▶ **TASK OBJECTIVE**
Reproduce the rows below character for character, starting with their first line and ending with the line that contains "x=439 y=316", both included.

== DATA SUPPLIED

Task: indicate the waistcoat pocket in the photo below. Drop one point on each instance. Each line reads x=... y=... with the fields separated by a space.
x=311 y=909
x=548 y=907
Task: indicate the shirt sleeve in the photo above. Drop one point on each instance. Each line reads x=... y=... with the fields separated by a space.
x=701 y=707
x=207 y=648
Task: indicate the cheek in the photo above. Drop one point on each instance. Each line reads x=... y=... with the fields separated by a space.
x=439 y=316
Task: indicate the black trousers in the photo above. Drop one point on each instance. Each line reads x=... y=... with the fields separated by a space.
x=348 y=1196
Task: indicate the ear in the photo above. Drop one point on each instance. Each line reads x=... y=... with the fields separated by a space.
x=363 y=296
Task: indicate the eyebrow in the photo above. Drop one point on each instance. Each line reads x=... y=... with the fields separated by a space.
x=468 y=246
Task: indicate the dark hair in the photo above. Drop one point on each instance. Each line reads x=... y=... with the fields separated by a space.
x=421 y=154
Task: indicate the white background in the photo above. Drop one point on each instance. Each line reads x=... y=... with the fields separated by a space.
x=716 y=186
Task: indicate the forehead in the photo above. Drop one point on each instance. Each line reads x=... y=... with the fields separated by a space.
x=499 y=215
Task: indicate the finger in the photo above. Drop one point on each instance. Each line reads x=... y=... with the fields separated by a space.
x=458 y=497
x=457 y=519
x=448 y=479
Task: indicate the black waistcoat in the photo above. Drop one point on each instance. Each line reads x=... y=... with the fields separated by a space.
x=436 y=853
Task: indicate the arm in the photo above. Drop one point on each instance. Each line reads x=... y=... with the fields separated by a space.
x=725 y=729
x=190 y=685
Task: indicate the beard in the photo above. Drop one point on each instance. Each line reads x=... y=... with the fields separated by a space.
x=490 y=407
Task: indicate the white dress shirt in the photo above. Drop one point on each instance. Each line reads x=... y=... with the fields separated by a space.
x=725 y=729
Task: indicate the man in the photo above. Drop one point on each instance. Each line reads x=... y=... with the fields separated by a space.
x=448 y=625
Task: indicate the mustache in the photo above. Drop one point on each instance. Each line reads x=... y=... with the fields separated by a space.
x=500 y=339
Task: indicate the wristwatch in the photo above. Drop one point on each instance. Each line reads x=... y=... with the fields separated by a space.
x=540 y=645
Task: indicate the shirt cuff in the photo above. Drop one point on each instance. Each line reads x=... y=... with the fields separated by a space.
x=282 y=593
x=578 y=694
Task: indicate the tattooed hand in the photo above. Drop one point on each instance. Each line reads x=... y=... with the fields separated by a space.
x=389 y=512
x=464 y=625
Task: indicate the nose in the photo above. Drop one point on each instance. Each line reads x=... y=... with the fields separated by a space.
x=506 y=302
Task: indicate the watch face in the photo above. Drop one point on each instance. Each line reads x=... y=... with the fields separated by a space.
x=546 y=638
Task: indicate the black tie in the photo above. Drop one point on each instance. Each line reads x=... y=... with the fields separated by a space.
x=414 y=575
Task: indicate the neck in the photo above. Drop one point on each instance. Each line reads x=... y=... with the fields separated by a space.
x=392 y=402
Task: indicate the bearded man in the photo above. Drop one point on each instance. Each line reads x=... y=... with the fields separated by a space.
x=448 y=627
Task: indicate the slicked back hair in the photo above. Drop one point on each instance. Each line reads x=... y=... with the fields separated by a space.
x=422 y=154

====

▶ **WORKED ANSWER**
Task: indicate the waistcoat pocket in the photo below. Drop one point on each instance. Each line reads x=... y=... with the fields separated by a space.
x=311 y=909
x=548 y=907
Task: indicate the shirt sleeve in the photo above. Drop one point on each instance. Each line reads x=... y=... with the fields separated by a space.
x=701 y=707
x=207 y=648
Task: indicate the cheek in the photo above. Drop one point on each instance. Each line reads x=... y=... with the fields separated by a space.
x=439 y=316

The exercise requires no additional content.